◆ What to do ◆
Word for word, restate every record, though not the pictures.

◆ Records to process ◆
#####
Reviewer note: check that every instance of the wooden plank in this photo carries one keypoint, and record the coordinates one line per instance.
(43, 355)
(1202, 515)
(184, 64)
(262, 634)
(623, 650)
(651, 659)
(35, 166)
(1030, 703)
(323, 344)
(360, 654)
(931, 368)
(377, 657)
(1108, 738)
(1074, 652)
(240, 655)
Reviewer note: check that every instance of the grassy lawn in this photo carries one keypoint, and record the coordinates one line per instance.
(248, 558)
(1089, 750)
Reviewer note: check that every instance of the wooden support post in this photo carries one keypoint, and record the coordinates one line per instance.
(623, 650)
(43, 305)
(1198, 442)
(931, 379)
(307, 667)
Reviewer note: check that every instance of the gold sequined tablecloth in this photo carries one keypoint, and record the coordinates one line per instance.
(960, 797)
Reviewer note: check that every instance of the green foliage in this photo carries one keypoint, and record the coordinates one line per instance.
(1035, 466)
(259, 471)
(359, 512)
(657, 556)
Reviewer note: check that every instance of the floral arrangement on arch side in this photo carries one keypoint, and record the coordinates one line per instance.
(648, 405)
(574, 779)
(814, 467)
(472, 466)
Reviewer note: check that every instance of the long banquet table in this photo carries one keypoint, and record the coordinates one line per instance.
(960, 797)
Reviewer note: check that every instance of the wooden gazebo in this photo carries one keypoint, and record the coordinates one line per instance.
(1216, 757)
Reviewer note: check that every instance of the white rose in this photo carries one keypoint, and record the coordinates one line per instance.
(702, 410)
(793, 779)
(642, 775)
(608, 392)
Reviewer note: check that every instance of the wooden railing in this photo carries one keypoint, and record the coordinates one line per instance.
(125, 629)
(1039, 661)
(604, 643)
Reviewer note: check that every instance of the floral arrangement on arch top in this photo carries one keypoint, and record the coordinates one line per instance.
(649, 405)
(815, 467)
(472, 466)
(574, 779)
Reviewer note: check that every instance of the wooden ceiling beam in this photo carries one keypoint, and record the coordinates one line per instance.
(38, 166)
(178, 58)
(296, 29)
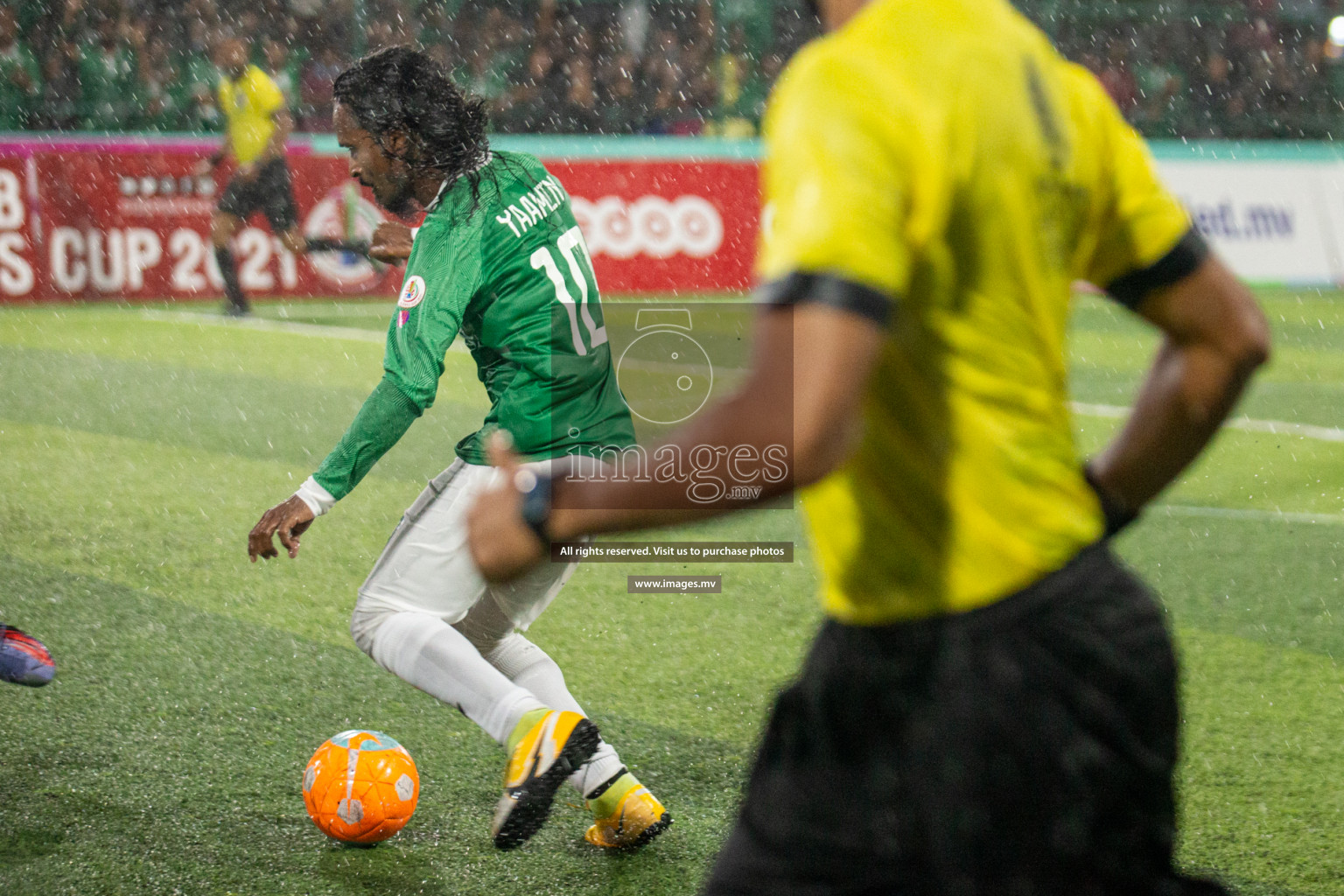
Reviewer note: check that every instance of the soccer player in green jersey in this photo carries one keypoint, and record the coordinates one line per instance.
#####
◆ Solution ◆
Reviewer note: check that every instance of the wooden plank in this photo carries one keypoint, and record the coordinates one line per instance.
(43, 355)
(1202, 515)
(184, 64)
(262, 634)
(623, 650)
(651, 659)
(35, 166)
(1030, 703)
(323, 344)
(360, 654)
(931, 368)
(377, 657)
(1108, 738)
(1074, 652)
(240, 655)
Reviewer note: check that every instance of the grassy lawn in this photo carries one keypoint, and record the coordinates one line per instance.
(248, 558)
(1089, 750)
Reviewer note: check that every instance of the wooden support post in this photo carries one keypoint, and record the coordinates one line per instance.
(623, 650)
(43, 305)
(1198, 442)
(931, 379)
(307, 667)
Reviewer note: check that every instance of the gold sequined tablecloth in this photo carries one keypoint, and record the coordinates one line per instance.
(960, 797)
Reviewer note: check that every instance of the green foliage in this photo carries one keypoint, and record the coordinates one line per instance.
(1035, 466)
(259, 471)
(359, 512)
(657, 556)
Reviewer note: check that every instance of the floral arrangement on arch side in this photo carries one keypoint, and record the coordinates one line per instance.
(648, 405)
(574, 779)
(814, 467)
(472, 466)
Reviewer note: check that every instance of the long banquet table in this photo carries one keypoint, and record the coordinates one line per instance.
(960, 797)
Reviewer note: check that every instance of the wooden gazebo in this photo carries one keypoint, and record the coordinates one line per instance.
(1216, 757)
Reviewer note: check that every instance of the white rose in this photo carries one keypoint, and record the coordinates one line per instance.
(702, 410)
(793, 779)
(642, 775)
(608, 392)
Reviewer note: check that every instance of the wooden railing in this photo carries one keypoint, and record the coordinates one line per instance.
(125, 629)
(1039, 661)
(604, 643)
Reviewer note: check that every instance of the floral arrangement on arch top in this photo carries one keypoint, and record the coordinates one line per instance.
(649, 405)
(815, 467)
(472, 466)
(574, 779)
Reviewer note: check that every instance of the wooden ceiling beam in this photo carries one keypoint, and record the coordinates one line per instance.
(38, 166)
(178, 58)
(296, 29)
Reviewer note: check that every instance of the soccer player in green jersey in this photo carries one keypoint, and record the coordinates one line per instance.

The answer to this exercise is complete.